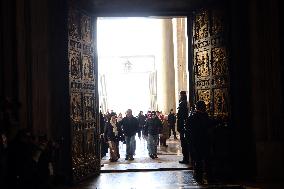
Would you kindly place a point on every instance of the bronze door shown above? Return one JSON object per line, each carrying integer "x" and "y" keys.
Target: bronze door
{"x": 84, "y": 111}
{"x": 211, "y": 61}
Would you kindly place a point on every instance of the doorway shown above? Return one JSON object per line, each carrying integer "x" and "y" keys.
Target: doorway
{"x": 133, "y": 73}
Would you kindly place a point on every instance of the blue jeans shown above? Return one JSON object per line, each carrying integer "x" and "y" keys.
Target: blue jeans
{"x": 130, "y": 145}
{"x": 152, "y": 143}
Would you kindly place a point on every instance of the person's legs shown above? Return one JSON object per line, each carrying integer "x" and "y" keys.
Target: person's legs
{"x": 150, "y": 145}
{"x": 132, "y": 146}
{"x": 185, "y": 148}
{"x": 155, "y": 141}
{"x": 127, "y": 142}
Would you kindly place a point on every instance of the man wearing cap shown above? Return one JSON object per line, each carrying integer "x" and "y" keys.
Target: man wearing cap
{"x": 182, "y": 115}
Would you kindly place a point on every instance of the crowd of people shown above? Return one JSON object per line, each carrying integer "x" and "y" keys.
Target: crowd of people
{"x": 193, "y": 127}
{"x": 30, "y": 159}
{"x": 154, "y": 127}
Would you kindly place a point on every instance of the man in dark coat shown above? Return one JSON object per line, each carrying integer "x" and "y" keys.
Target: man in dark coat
{"x": 182, "y": 116}
{"x": 151, "y": 130}
{"x": 129, "y": 128}
{"x": 199, "y": 124}
{"x": 172, "y": 123}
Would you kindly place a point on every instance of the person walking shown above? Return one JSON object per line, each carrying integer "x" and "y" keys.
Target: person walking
{"x": 165, "y": 133}
{"x": 130, "y": 127}
{"x": 199, "y": 125}
{"x": 141, "y": 120}
{"x": 172, "y": 123}
{"x": 151, "y": 131}
{"x": 182, "y": 116}
{"x": 112, "y": 135}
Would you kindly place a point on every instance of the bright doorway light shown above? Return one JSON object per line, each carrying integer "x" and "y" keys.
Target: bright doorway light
{"x": 127, "y": 48}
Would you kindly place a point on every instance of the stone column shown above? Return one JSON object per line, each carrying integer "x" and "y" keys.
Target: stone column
{"x": 167, "y": 68}
{"x": 181, "y": 67}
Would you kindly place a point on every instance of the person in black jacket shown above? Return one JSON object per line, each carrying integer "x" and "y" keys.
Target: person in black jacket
{"x": 151, "y": 131}
{"x": 182, "y": 116}
{"x": 141, "y": 120}
{"x": 112, "y": 135}
{"x": 199, "y": 125}
{"x": 172, "y": 123}
{"x": 129, "y": 128}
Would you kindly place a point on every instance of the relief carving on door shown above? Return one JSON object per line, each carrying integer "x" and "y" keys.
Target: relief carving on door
{"x": 83, "y": 96}
{"x": 210, "y": 62}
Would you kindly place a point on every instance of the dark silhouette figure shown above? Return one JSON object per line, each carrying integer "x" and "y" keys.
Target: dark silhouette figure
{"x": 172, "y": 123}
{"x": 199, "y": 125}
{"x": 182, "y": 116}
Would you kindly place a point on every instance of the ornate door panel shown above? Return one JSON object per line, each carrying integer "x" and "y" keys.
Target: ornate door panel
{"x": 85, "y": 142}
{"x": 210, "y": 61}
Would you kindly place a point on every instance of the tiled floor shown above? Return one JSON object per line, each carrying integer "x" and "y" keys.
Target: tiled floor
{"x": 146, "y": 173}
{"x": 168, "y": 158}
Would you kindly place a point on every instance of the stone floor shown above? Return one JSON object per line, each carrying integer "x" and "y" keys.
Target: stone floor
{"x": 162, "y": 173}
{"x": 168, "y": 158}
{"x": 144, "y": 172}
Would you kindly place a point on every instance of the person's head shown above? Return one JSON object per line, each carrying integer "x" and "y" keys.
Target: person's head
{"x": 200, "y": 106}
{"x": 129, "y": 113}
{"x": 153, "y": 114}
{"x": 113, "y": 119}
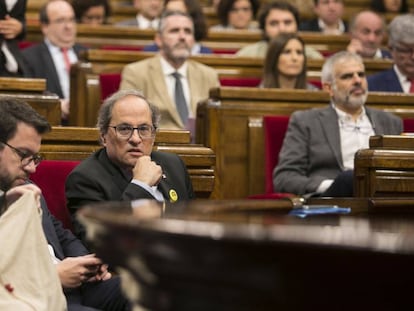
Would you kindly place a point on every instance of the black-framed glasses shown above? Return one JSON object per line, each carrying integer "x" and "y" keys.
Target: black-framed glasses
{"x": 125, "y": 131}
{"x": 26, "y": 157}
{"x": 404, "y": 51}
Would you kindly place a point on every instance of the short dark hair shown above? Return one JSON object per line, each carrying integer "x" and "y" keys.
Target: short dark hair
{"x": 81, "y": 6}
{"x": 224, "y": 7}
{"x": 275, "y": 49}
{"x": 276, "y": 5}
{"x": 105, "y": 112}
{"x": 14, "y": 111}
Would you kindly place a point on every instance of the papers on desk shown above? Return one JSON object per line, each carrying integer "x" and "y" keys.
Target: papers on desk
{"x": 307, "y": 210}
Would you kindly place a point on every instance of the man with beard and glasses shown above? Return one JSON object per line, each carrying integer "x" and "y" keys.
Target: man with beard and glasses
{"x": 86, "y": 282}
{"x": 317, "y": 156}
{"x": 170, "y": 79}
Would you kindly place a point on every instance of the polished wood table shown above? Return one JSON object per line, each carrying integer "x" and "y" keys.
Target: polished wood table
{"x": 251, "y": 255}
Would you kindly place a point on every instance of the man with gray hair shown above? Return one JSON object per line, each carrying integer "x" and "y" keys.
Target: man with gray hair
{"x": 317, "y": 156}
{"x": 401, "y": 43}
{"x": 126, "y": 168}
{"x": 170, "y": 79}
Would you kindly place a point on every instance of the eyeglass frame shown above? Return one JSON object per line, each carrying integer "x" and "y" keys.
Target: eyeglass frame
{"x": 404, "y": 51}
{"x": 153, "y": 131}
{"x": 35, "y": 158}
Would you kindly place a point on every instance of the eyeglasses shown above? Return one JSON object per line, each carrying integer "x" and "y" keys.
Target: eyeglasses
{"x": 404, "y": 51}
{"x": 125, "y": 131}
{"x": 26, "y": 157}
{"x": 242, "y": 10}
{"x": 63, "y": 21}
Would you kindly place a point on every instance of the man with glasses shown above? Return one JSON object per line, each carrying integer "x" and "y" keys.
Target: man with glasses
{"x": 400, "y": 78}
{"x": 126, "y": 168}
{"x": 52, "y": 58}
{"x": 86, "y": 282}
{"x": 317, "y": 156}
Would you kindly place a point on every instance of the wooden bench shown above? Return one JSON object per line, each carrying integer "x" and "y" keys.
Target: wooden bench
{"x": 76, "y": 143}
{"x": 32, "y": 91}
{"x": 230, "y": 123}
{"x": 86, "y": 91}
{"x": 386, "y": 169}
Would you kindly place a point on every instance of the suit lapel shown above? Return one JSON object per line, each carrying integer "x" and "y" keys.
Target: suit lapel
{"x": 329, "y": 123}
{"x": 159, "y": 86}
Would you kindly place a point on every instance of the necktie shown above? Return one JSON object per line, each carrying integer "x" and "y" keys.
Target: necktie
{"x": 180, "y": 99}
{"x": 66, "y": 59}
{"x": 412, "y": 85}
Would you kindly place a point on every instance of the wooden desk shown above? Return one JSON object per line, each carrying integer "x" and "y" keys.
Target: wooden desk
{"x": 77, "y": 143}
{"x": 386, "y": 169}
{"x": 223, "y": 125}
{"x": 223, "y": 255}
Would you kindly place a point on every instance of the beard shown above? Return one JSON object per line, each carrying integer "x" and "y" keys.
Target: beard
{"x": 348, "y": 100}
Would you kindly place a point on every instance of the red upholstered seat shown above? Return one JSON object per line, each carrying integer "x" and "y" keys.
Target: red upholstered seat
{"x": 274, "y": 128}
{"x": 240, "y": 82}
{"x": 408, "y": 125}
{"x": 109, "y": 83}
{"x": 51, "y": 176}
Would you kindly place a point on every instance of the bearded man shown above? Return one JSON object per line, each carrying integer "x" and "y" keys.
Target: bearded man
{"x": 317, "y": 156}
{"x": 170, "y": 80}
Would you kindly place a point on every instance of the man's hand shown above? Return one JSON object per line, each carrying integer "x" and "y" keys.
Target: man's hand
{"x": 147, "y": 171}
{"x": 73, "y": 271}
{"x": 10, "y": 27}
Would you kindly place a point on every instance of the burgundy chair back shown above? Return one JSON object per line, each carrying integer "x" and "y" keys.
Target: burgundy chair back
{"x": 109, "y": 83}
{"x": 51, "y": 176}
{"x": 274, "y": 132}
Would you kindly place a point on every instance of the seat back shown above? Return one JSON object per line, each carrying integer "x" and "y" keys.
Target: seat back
{"x": 274, "y": 132}
{"x": 109, "y": 83}
{"x": 51, "y": 176}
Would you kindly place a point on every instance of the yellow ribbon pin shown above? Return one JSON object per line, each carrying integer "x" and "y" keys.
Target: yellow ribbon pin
{"x": 173, "y": 196}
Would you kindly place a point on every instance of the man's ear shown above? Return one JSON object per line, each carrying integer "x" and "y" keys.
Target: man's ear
{"x": 327, "y": 87}
{"x": 157, "y": 40}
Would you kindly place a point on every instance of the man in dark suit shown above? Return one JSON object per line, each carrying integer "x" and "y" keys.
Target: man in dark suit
{"x": 52, "y": 58}
{"x": 126, "y": 168}
{"x": 367, "y": 31}
{"x": 329, "y": 18}
{"x": 317, "y": 156}
{"x": 86, "y": 282}
{"x": 400, "y": 78}
{"x": 12, "y": 31}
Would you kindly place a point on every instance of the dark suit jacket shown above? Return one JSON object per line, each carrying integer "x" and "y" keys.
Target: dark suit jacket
{"x": 313, "y": 25}
{"x": 18, "y": 12}
{"x": 384, "y": 81}
{"x": 98, "y": 179}
{"x": 64, "y": 243}
{"x": 40, "y": 65}
{"x": 311, "y": 150}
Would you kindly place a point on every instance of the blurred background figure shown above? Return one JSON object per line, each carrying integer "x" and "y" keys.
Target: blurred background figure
{"x": 274, "y": 18}
{"x": 367, "y": 30}
{"x": 329, "y": 18}
{"x": 192, "y": 8}
{"x": 285, "y": 63}
{"x": 148, "y": 14}
{"x": 237, "y": 14}
{"x": 12, "y": 30}
{"x": 389, "y": 6}
{"x": 92, "y": 12}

═══

Write out again, unchanged, every line from the line containing "the man's hand" to the final line of the material above.

Would you kindly place a point on every instance of the man's hand shown above? Return one JSON object per line, each carrying integer "x" and "y" keys.
Target: man's hand
{"x": 147, "y": 171}
{"x": 73, "y": 271}
{"x": 10, "y": 27}
Would you kindly place a point on every instance of the burgundy chair back shown above? Return one JSON object per line, each carrying integer "x" and "y" keys.
Target: burgundy chair back
{"x": 109, "y": 83}
{"x": 51, "y": 176}
{"x": 274, "y": 132}
Would you kindly place a point on every instance of the seat back shown above? Return one JSON object per line, each carrying integer "x" and "y" keys.
Target: seat back
{"x": 274, "y": 132}
{"x": 109, "y": 83}
{"x": 51, "y": 176}
Would you kindly place a point on every instance of the yellow ribbon pin shown above? Return one JSON object per line, each carrying integer "x" and "y" keys.
Target: yellow ribbon pin
{"x": 173, "y": 196}
Would you kindly place a point on every instance of the man's ear shown above? Return one JSON object per line, each carrying integer "x" and "y" keys.
Target: man's ear
{"x": 327, "y": 87}
{"x": 157, "y": 40}
Would you kindly place a point on every instance of the man in dark suit shown above? Return one JSON object per line, each carrying integer "x" and "y" keys.
Target: man in dark suit
{"x": 52, "y": 58}
{"x": 126, "y": 168}
{"x": 367, "y": 31}
{"x": 329, "y": 18}
{"x": 317, "y": 156}
{"x": 86, "y": 282}
{"x": 400, "y": 78}
{"x": 12, "y": 31}
Would you kindly place a point on every instance of the dark suit jacket shown above? Return one JSON object per line, each carrying integer "x" and "y" keys.
Target: dark suit jacket
{"x": 313, "y": 25}
{"x": 18, "y": 12}
{"x": 384, "y": 81}
{"x": 98, "y": 179}
{"x": 64, "y": 243}
{"x": 40, "y": 65}
{"x": 311, "y": 150}
Would you kindly place a point on every instance of the blurred background figure shown above? Return one JSON object per line, each carrying integer "x" and "y" keys.
Target: blurred background figure
{"x": 274, "y": 18}
{"x": 367, "y": 30}
{"x": 329, "y": 18}
{"x": 192, "y": 8}
{"x": 285, "y": 63}
{"x": 148, "y": 14}
{"x": 237, "y": 14}
{"x": 12, "y": 30}
{"x": 389, "y": 6}
{"x": 92, "y": 12}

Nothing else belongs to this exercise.